**Actions to take**
1) In the 2014 in Guinea page, who is listed as Prime Minister?
2) Say whether each statement agrees with the 2014 in Guinea page. Answer yes or no and quote the deciding words. (a) On March 23 the United Nations Children's Fund reported that the outbreak had reached the capital Conakry. (b) The March 18 announcement reported 59 cases. (c) By March 24 the outbreak had entered Sierra Leone.
3) Carry on the 2014 in Guinea events list from its last line.

**Extract provided**
□ □ □ □ □ □ □
- Decades:: 1990s; 2000s; 2010s; 2020s;
- See also:: Other events of 2014; Timeline of Guinean history;

= 2014 in Guinea =

The following lists events that happened during 2014 in Guinea.

==Incumbents==
- President: Alpha Condé
- Prime Minister: Mohamed Said Fofana

==Events==
===March===
- March 18 - Guinean health officials announced the Ebola outbreak of a mysterious hemorrhagic fever "which strikes like lightning." 35 cases are reported, and at least 23 people died.
- March 23 - The United Nations Children's Fund reports that an outbreak of the deadly Ebola virus that has so far claimed the lives of 59 victims has spread from southern Guinea to the capital Conakry.
- March 24 - An outbreak of Ebola virus which has killed at least 59 people in Guinea continues its spread, entering Liberia and threatens to spread to Sierra Leone.
□ □ □ □ □ □ □
[Saved entries]
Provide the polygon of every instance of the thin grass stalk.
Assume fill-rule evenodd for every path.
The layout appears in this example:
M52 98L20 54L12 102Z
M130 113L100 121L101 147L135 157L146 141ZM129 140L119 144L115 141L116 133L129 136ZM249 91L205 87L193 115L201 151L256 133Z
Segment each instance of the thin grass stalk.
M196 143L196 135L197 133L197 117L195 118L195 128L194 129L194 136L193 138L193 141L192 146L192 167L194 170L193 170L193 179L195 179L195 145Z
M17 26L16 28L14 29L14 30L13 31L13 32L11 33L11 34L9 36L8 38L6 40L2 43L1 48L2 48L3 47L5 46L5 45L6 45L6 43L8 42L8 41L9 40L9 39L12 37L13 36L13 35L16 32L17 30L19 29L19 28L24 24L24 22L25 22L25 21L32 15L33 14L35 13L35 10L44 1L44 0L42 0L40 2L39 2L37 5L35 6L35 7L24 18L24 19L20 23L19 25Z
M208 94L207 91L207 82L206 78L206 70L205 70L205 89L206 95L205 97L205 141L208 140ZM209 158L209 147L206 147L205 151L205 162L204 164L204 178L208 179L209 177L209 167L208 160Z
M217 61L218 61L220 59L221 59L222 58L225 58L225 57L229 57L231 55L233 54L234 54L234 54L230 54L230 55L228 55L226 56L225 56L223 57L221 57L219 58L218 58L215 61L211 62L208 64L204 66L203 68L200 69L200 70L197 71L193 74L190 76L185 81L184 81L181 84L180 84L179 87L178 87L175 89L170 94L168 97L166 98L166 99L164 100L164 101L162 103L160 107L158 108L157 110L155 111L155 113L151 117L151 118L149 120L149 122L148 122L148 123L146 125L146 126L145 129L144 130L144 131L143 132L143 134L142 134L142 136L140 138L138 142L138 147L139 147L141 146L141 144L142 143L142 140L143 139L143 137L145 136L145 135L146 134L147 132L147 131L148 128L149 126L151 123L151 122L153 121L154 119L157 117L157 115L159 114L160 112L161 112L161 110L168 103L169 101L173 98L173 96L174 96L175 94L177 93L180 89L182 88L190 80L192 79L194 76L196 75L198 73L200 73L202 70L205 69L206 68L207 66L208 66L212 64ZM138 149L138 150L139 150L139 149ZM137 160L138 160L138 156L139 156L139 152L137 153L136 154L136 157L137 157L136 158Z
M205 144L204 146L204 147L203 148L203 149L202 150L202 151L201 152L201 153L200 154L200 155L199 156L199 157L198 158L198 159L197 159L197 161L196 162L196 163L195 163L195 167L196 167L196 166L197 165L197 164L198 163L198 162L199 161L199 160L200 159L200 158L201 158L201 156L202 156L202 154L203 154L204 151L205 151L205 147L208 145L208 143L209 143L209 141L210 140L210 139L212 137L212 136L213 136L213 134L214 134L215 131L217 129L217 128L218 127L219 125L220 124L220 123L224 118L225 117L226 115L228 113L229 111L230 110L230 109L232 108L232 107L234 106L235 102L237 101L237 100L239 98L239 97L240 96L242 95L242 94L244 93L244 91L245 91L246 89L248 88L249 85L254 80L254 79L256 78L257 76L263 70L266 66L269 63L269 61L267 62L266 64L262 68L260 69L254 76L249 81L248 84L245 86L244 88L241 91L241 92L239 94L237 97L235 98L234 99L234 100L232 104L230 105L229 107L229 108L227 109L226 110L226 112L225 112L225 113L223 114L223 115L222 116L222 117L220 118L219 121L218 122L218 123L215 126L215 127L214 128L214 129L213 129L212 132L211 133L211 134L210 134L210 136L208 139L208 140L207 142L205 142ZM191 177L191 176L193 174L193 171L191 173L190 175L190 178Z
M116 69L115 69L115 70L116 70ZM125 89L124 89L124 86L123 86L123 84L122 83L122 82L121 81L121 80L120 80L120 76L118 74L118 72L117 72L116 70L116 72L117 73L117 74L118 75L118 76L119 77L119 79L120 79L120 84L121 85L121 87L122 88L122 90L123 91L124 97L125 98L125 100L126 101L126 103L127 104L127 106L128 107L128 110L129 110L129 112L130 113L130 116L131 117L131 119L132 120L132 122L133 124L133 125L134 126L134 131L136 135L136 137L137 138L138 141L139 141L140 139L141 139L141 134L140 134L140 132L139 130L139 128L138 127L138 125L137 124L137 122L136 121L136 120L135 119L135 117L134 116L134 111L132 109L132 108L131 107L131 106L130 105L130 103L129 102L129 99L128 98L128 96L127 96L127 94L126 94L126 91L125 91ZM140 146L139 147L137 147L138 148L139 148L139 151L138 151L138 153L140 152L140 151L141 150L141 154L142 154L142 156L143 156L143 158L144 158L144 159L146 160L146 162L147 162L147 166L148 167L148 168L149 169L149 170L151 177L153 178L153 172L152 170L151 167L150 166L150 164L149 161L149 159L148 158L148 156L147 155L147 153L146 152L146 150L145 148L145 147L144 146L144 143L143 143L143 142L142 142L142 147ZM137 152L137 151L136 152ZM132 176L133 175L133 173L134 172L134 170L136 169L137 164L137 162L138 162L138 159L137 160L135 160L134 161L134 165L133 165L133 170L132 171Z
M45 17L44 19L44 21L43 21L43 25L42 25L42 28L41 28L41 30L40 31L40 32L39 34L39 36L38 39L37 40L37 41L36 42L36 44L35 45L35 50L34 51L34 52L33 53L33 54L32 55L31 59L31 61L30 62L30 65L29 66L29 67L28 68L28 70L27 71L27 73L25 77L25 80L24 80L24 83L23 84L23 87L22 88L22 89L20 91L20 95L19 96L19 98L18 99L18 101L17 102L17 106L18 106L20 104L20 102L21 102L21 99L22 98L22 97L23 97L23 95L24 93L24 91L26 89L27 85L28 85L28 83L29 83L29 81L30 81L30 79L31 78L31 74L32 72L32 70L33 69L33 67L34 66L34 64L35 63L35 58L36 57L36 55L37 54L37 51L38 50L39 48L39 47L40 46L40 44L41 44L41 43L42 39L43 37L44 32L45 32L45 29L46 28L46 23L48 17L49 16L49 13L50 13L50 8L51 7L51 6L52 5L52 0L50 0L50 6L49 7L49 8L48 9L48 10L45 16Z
□ □ □ □ □ □ □
**Written responses**
1) Mohamed Said Fofana

2)
(a) Yes: "has spread from southern Guinea to the capital Conakry."
(b) No: "35 cases are reported, and at least 23 people died."
(c) No: "entering Liberia and threatens to spread to Sierra Leone."

3)
===April===
- April 1 - The death toll in Guinea rises to 80 with two people dead in neighbouring Liberia.
- April 4 - The first possible case is reported in Mali, with the death toll rising in Guinea and Liberia to 90.
- April 15 - The death toll from the West Africa Ebola outbreak reaches 121.

===June===
- June 6 - The World Health Organization estimates that an outbreak of the Ebola virus has killed more than 200 people in West Africa.

===July===
- July 14 - The Ebola virus outbreak in West Africa continues to get worse with the death toll now exceeding 500.
- July 31 - The World Health Organization announces a US$100 million emergency response plan to combat the outbreak, which has killed at least 729 people.

===November===
- November 13 - The World Health Organization reports that the death toll in the three worst affected countries in West Africa - Guinea, Liberia and Sierra Leone - has passed 5,000.